◆ **O que produzir**
Reproduza palavra por palavra a parte do relato sobre a noite em Nova York que começa em "Acaba que, de" e vai até "e eu, forasteiro.", incluindo estas últimas palavras.

◆ **Trecho fornecido**

De repente, estou dentro de um grupo de mensagens. Uma amiga de SP me apresenta para sua amiga, recém-mudada para NYC, pra estudar na Parsons. Protocolo encerrado e simpatias trocadas, tentamos marcar um café ou drinks nos próximos dias.
Acaba que, de repente, sou convidado para beber em Nolita, com ela e uma outra amiga. Finalizo o jantar no SoHo e sigo pra lá.
Para desespero de Melanie Klein, o lugar se chama “Mother’s Ruin”, na meiúca do East Village. Noventa por cento do bar são locais. O resto, são elas, semi-yankees, e eu, forasteiro.
Papo vai, papo vem, três pints de Ipa pra cada depois, me fizeram ler seus mapas astrais no que já se encaminhava para ser uma divertida noite de sexta-feira.

A Parsons girl precisava estudar no dia seguinte e já começava a se ajeitar para ir embora. Pena… eu tinha ficado interessado. Mas mestranda… sei como é. A sua amiga, yankee-brasiliense, começa a me provocar para estendermos a noite num microbar com karaoke, algumas quadras dali. O nome: “Baby Grand” (ou Piano de Cauda). Ela é uma sagitariana tipicamente desgarrada e MUITO engraçada.
Na porta, procurando pelo seu green card para apresentá-lo à hostess, a filha dos “donos” do FMI dispara:
— Tá preparado? É um karaoke! Agora a gente vai se tornar muito íntimo.
Eu gargalho. Just do it.
O casting do local é bem interessante. O repertório deles é divertido e até bem executado pelos corajosos. Quando toca Jason Mraz, a gente acompanha.
— Cantando isso pra mim, sounds like a move. E não chega tão perto, que seus dentes são perfeitos demais.
Sorrio encabulado e orgulhoso. Ela é bonita, interessante, vivida e, well, sedutora.

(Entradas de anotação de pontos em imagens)
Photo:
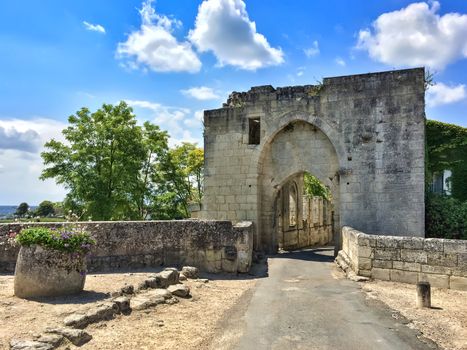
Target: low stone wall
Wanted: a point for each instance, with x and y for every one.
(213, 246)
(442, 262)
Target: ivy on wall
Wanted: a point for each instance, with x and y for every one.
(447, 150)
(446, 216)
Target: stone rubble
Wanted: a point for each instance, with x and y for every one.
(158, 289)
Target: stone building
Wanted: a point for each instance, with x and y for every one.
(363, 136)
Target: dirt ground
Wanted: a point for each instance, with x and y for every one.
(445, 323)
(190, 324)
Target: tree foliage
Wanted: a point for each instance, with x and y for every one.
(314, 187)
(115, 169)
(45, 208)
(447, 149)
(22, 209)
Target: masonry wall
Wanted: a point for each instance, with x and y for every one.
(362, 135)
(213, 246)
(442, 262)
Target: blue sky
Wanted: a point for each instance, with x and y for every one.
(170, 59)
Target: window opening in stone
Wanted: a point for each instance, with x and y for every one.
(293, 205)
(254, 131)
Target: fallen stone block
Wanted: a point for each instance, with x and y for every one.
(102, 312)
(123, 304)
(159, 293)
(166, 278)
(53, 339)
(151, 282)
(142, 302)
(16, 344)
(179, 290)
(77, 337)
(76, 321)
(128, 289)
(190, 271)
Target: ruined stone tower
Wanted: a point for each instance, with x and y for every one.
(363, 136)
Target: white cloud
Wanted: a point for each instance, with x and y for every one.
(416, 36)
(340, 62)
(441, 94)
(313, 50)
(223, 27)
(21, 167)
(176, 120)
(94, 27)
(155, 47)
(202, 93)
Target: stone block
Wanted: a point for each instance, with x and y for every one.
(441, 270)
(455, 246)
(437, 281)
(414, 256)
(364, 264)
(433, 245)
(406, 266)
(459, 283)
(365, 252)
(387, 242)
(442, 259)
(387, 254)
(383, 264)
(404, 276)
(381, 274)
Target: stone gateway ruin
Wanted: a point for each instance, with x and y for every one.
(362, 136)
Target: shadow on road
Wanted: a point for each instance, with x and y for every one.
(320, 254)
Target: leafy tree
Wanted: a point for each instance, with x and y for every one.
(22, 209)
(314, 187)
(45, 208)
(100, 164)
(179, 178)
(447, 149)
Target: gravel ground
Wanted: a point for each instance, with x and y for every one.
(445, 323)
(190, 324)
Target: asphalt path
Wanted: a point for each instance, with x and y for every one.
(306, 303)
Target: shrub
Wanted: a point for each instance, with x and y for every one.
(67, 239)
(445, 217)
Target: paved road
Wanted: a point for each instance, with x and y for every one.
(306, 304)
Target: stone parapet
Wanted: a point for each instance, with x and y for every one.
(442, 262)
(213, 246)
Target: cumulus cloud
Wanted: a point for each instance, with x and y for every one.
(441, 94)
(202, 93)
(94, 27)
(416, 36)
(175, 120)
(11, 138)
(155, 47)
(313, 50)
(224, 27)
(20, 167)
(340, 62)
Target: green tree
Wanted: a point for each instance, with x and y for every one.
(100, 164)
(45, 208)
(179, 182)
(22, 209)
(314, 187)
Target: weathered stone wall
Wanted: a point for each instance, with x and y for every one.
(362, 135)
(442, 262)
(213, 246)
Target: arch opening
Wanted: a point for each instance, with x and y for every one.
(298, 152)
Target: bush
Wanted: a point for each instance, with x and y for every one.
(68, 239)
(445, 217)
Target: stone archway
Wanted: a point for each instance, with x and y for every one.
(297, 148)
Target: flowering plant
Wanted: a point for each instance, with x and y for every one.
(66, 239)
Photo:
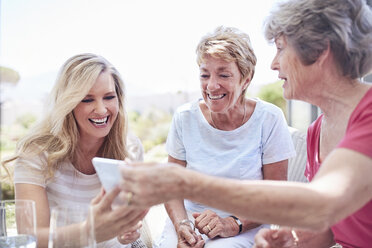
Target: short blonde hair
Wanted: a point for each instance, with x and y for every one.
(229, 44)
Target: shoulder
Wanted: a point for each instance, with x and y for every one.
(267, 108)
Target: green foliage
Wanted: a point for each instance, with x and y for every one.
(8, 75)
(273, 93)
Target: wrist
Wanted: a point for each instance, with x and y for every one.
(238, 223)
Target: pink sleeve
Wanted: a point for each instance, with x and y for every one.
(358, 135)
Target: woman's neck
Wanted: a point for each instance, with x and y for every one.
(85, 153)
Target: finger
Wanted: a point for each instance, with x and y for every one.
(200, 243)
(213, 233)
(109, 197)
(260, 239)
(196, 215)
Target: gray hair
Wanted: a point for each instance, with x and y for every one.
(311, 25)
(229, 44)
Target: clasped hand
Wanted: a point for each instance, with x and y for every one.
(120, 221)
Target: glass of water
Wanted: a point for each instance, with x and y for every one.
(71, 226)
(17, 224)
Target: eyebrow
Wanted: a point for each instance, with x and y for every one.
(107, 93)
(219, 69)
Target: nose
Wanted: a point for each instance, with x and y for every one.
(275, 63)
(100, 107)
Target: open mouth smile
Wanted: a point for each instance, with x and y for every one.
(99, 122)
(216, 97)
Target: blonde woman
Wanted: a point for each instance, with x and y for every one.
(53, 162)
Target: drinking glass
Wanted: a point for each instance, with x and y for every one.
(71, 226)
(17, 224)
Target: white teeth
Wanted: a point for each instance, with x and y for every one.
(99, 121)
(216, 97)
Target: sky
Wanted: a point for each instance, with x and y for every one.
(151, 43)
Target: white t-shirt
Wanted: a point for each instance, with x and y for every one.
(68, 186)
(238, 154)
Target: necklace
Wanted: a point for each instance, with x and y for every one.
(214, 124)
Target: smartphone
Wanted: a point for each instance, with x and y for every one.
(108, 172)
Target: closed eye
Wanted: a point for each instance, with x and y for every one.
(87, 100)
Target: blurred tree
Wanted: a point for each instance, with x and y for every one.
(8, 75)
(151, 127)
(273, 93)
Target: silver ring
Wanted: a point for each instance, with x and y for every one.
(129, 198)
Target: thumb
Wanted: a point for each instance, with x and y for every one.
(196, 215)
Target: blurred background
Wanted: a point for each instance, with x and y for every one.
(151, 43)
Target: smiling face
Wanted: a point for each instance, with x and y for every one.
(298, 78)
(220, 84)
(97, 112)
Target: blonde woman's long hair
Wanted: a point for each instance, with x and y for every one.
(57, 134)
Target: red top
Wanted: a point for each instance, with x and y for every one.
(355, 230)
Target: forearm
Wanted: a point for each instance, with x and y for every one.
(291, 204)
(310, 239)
---
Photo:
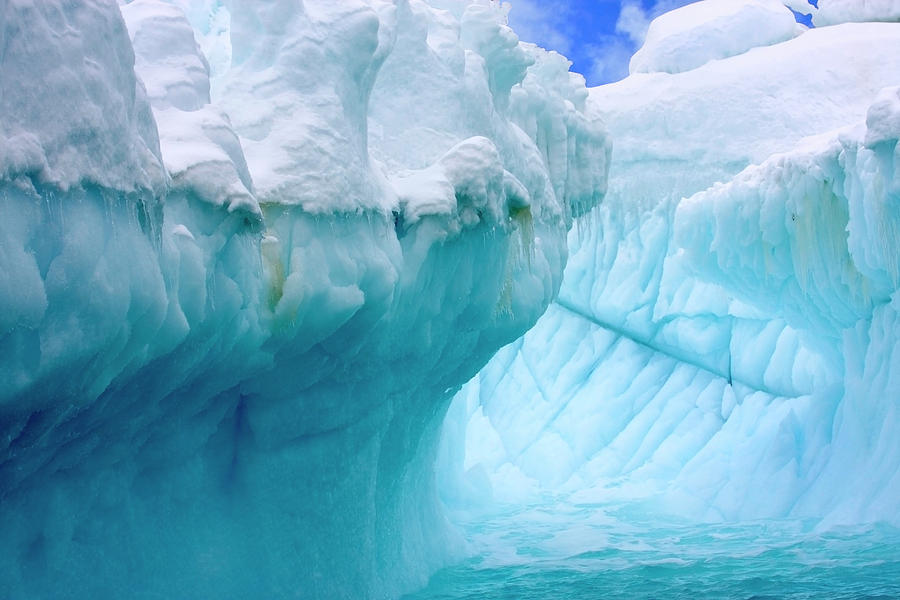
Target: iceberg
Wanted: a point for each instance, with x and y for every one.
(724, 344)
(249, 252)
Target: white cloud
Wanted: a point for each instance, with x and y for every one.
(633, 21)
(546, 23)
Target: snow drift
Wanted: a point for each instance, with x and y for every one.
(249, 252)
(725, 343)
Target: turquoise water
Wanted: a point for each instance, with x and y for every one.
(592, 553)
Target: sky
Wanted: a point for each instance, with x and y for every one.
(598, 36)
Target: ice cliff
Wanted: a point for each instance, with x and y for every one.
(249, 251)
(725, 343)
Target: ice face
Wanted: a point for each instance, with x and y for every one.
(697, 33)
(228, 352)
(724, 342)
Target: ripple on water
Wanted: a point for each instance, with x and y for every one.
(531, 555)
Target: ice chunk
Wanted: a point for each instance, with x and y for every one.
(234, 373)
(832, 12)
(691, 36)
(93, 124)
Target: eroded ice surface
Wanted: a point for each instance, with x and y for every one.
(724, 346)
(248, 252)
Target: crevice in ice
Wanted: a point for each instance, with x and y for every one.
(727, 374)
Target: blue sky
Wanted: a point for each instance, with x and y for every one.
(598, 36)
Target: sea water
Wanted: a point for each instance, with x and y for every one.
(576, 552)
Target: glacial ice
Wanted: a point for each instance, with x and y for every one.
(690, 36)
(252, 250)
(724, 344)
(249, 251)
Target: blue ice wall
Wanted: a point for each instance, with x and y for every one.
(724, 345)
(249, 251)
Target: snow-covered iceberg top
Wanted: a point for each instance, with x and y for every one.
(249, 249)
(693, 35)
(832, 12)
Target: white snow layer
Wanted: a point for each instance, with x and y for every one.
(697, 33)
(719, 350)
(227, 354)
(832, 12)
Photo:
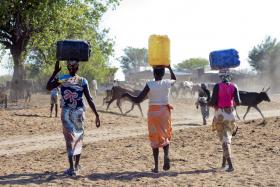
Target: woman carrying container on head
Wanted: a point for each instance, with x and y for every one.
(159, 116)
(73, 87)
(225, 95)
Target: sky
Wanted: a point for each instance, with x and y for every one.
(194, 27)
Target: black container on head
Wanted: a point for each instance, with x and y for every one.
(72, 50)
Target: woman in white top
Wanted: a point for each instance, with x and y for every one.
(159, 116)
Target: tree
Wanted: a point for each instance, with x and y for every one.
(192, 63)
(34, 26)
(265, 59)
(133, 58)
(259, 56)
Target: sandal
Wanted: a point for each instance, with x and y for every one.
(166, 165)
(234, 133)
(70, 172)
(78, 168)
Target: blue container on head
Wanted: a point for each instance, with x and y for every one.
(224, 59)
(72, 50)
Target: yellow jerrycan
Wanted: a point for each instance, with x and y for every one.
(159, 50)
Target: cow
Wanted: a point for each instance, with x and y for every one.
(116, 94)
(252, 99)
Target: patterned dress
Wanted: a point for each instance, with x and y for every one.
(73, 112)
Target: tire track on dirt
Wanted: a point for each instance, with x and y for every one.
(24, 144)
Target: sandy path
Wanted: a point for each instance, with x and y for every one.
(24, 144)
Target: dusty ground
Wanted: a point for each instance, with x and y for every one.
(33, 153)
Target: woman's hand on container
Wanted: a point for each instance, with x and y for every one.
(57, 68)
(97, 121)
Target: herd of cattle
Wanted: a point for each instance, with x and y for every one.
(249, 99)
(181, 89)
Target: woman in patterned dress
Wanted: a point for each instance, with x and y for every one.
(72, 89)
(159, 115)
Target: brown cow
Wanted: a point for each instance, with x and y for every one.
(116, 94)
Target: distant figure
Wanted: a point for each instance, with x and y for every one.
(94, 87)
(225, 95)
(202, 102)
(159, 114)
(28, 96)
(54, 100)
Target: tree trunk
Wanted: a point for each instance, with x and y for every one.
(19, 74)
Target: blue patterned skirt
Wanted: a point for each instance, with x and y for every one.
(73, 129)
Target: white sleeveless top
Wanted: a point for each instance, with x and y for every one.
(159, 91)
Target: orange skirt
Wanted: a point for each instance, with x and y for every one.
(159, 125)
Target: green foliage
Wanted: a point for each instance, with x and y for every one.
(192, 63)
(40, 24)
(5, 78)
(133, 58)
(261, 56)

◆ **Resposta escrita**
Acaba que, de repente, sou convidado para beber em Nolita, com ela e uma outra amiga. Finalizo o jantar no SoHo e sigo pra lá.
Para desespero de Melanie Klein, o lugar se chama “Mother’s Ruin”, na meiúca do East Village. Noventa por cento do bar são locais. O resto, são elas, semi-yankees, e eu, forasteiro.